Task goal:
Write out each of the following items exactly as they stand, leaving every line unchanged.

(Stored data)
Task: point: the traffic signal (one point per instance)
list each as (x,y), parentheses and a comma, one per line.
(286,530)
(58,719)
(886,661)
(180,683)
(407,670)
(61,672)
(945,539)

Response to the exercise:
Task: point: the traffic signal (one point per instance)
list each as (x,y), parentheses and a comma, one per line.
(286,530)
(58,719)
(886,661)
(180,683)
(407,670)
(61,672)
(945,539)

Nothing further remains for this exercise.